Q. I just beat myself up again for another stupid mistake! Do you ever do that to yourself?
A. Not anymore. I’ve spent far too much time and energy in past years beating myself up for:
- choices that didn’t turn out as hoped
- errors of others for which I took inappropriate responsibility
- failure to achieve all my goals
- myriad shoulds and shouldn’ts that were happy to bang on my door
And then there were all those honest mistakes, like when the stemware slipped from my hand, the lamp crashed to the floor, green split-pea soup spattered the stove, or my feet tripped over something that surely wasn’t there a moment before.
As I persist in my own personal and spiritual growth journey I’ve come to understand the difference between healthy guilt (I recognize a mistake and know I can choose a different behavior in the future) and false guilt (an expectation that either I can do things perfectly or that I must beat myself up for being a mistake). Once I began identifying the ways in which I’d punished myself and assigned each event to one of these two categories, I soon realized that success consists in making mistakes and learning from them. At the same time I’ve worked hard to delete pejoratives from my vocabulary. The pejorative “stupid” is a demeaning label for something that is a very human characteristic. To be human is to make mistakes. Period. The goal is to learn from your mistakes and, hopefully, avoid repeating the same ones. There are plenty of new ones to make!

What this task involves: Resume the passage on healthy and false guilt, picking up right after its last sentence above.

Material supplied:
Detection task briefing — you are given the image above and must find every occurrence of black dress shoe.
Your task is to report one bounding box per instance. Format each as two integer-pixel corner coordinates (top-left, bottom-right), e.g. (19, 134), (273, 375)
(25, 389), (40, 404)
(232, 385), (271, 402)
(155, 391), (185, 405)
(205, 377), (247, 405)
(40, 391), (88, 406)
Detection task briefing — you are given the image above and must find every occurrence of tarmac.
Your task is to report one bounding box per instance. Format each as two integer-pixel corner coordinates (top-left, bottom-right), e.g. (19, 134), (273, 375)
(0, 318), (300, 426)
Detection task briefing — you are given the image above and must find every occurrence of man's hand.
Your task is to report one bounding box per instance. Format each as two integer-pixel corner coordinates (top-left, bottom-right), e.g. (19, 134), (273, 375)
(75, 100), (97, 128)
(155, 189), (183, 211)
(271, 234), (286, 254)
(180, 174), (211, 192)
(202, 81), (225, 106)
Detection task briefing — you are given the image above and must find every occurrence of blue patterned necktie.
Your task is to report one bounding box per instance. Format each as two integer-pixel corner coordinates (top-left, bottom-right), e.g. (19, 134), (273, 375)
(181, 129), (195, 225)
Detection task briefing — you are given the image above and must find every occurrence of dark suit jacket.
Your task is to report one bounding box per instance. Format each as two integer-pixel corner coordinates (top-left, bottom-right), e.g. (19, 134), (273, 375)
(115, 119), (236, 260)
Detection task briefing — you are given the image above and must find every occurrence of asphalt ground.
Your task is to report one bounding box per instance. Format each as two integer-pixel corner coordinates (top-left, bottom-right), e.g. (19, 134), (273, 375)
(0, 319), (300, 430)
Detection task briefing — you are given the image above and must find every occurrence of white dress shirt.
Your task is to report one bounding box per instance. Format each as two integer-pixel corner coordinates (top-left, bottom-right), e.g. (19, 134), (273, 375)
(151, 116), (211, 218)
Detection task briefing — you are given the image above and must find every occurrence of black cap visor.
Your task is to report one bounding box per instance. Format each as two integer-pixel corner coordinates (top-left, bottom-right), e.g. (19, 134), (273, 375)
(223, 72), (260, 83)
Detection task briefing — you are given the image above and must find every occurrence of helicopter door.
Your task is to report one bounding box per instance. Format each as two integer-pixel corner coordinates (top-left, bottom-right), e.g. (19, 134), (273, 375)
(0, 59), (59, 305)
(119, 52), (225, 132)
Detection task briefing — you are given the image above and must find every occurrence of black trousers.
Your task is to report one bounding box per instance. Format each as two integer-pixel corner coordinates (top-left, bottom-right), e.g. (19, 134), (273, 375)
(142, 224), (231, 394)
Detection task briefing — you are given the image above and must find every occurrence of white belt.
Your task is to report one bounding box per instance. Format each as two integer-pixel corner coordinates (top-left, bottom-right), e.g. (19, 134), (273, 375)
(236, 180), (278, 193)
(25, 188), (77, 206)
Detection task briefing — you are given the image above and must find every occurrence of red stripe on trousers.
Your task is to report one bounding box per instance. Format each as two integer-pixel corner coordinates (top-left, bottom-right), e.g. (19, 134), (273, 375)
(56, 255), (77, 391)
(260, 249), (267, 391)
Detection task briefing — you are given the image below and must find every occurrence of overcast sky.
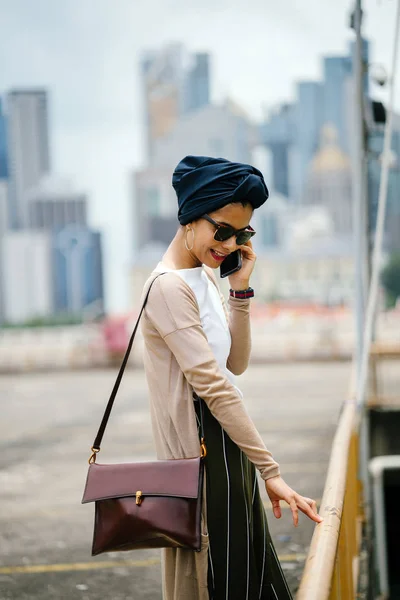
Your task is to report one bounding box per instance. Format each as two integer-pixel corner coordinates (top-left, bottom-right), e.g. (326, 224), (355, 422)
(0, 0), (400, 311)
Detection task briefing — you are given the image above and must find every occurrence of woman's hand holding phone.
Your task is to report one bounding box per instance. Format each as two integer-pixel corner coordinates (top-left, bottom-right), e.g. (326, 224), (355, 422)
(229, 240), (257, 291)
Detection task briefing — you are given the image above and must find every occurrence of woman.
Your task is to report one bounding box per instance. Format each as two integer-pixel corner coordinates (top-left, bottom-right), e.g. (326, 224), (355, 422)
(142, 156), (322, 600)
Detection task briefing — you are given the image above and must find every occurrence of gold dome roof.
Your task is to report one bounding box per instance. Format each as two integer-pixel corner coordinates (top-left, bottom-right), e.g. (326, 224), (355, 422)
(311, 123), (350, 173)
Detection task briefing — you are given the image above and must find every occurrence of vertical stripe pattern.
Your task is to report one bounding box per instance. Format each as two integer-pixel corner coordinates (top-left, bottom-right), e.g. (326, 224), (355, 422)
(195, 398), (292, 600)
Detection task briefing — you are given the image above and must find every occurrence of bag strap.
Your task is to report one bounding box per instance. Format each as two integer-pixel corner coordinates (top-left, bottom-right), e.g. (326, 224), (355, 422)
(89, 273), (165, 464)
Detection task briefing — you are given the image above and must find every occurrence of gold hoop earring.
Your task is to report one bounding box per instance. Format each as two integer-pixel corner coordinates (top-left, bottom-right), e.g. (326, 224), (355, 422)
(185, 227), (194, 252)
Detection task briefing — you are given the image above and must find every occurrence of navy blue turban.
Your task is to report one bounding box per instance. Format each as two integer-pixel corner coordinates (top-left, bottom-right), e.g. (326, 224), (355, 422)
(172, 156), (269, 225)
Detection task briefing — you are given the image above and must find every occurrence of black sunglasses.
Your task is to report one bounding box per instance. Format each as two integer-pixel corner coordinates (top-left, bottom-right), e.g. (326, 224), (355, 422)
(201, 215), (256, 246)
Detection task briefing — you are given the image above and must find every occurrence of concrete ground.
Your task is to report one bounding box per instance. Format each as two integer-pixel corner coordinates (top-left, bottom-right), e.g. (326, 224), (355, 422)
(0, 363), (350, 600)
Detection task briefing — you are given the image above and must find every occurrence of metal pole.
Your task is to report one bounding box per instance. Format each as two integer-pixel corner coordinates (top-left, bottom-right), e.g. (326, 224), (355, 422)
(357, 0), (400, 408)
(353, 0), (366, 376)
(353, 0), (370, 522)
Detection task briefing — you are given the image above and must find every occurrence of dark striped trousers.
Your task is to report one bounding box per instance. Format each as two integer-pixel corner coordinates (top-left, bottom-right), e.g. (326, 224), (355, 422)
(194, 396), (292, 600)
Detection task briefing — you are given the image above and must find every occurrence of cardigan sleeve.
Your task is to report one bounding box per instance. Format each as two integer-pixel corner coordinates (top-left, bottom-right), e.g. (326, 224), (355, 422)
(145, 273), (279, 479)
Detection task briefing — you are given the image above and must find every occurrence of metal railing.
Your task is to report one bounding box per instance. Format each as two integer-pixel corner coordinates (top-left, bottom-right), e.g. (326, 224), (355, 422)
(296, 400), (363, 600)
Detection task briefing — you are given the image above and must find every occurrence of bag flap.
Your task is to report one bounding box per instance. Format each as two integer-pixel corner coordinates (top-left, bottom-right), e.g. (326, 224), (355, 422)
(82, 457), (201, 504)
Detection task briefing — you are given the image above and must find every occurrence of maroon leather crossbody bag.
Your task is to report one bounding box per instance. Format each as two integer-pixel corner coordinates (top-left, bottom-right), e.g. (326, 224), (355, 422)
(82, 273), (206, 556)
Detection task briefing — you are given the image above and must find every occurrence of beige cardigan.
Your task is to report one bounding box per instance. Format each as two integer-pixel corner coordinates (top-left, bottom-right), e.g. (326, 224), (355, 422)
(141, 268), (279, 600)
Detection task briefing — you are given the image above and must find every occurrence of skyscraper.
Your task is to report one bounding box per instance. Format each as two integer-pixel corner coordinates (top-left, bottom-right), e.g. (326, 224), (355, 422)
(141, 44), (209, 158)
(0, 98), (8, 180)
(7, 89), (50, 229)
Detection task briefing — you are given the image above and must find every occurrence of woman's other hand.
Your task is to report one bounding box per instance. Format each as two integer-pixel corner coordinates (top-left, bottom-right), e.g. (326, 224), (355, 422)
(265, 475), (323, 527)
(229, 240), (257, 291)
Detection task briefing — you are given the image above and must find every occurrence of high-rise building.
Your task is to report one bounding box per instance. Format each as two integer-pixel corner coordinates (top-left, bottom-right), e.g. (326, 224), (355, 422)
(141, 44), (209, 158)
(260, 40), (369, 204)
(2, 229), (54, 323)
(7, 89), (50, 229)
(27, 175), (87, 231)
(52, 225), (104, 314)
(133, 103), (257, 250)
(304, 125), (352, 236)
(0, 179), (8, 324)
(27, 175), (104, 314)
(0, 98), (8, 180)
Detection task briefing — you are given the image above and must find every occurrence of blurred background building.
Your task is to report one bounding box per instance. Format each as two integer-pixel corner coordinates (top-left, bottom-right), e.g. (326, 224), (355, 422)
(131, 40), (400, 304)
(141, 44), (210, 158)
(0, 89), (104, 324)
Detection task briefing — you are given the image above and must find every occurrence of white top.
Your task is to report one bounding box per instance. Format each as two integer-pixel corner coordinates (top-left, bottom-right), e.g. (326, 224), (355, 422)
(155, 262), (239, 396)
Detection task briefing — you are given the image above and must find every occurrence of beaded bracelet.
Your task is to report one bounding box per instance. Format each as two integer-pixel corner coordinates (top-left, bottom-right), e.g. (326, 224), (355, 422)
(229, 288), (254, 300)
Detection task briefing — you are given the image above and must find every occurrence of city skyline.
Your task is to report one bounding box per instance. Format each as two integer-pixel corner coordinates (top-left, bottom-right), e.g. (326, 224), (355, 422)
(0, 0), (400, 311)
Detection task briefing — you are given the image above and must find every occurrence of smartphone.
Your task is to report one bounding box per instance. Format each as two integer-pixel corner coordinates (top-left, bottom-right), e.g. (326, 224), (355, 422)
(219, 250), (242, 278)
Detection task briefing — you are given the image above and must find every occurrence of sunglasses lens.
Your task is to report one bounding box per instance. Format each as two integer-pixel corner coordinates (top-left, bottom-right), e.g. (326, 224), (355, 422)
(236, 231), (255, 246)
(214, 227), (235, 242)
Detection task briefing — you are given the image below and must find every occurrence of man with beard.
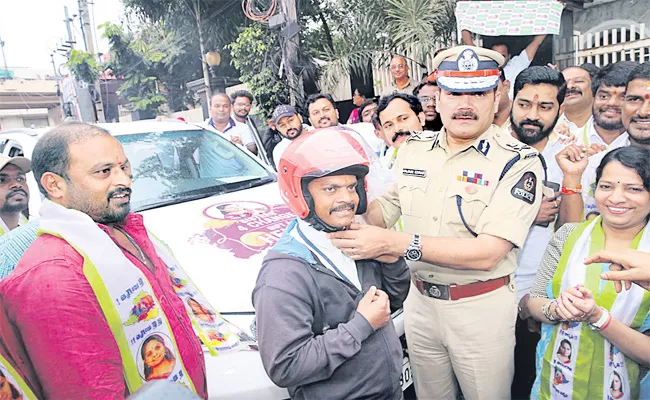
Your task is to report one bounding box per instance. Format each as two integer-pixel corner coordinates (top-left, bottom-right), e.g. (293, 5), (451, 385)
(556, 61), (639, 225)
(253, 128), (409, 400)
(271, 104), (304, 170)
(205, 93), (255, 150)
(307, 93), (383, 154)
(359, 97), (377, 123)
(0, 155), (32, 236)
(494, 69), (512, 129)
(560, 67), (594, 134)
(374, 93), (425, 169)
(230, 90), (259, 154)
(510, 67), (567, 399)
(413, 80), (442, 132)
(623, 63), (650, 147)
(329, 46), (544, 400)
(0, 122), (208, 399)
(381, 56), (417, 96)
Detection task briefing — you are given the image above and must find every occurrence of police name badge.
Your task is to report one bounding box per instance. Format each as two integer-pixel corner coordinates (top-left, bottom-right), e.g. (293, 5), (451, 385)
(402, 168), (427, 178)
(510, 171), (537, 204)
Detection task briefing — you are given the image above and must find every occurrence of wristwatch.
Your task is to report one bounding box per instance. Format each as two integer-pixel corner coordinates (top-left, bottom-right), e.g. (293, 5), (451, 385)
(404, 235), (422, 261)
(587, 307), (610, 331)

Answer below:
I recall watching a toddler making an unsteady path across the hospital lobby. Without warning she suddenly sat down kerplunk on her round little bottom. Did she beat herself up because her walking skills were still under development? No. Neither did the group with her. Rather, they encouraged her to get up and keep practicing. As adults, however, we typically punish ourselves for making mistakes as we hone new skills—if we’re even willing to try, that is!
One morning I stepped into a hospital elevator and one of the Chaplain’s colorful placards caught my eye. It read: The one who makes no mistakes doesn’t normally make anything. Personally, I’ve learned more from my mistakes than ever from my successes! Once the stress of trying to perform every single activity flawlessly took its proper place on the shelf, I could look at mistakes more as a gift. Instead of punishing yourself for your mistakes, why not reward yourself for living life to its fullest—and learning from it? That’s a much more constructive way to use your energy!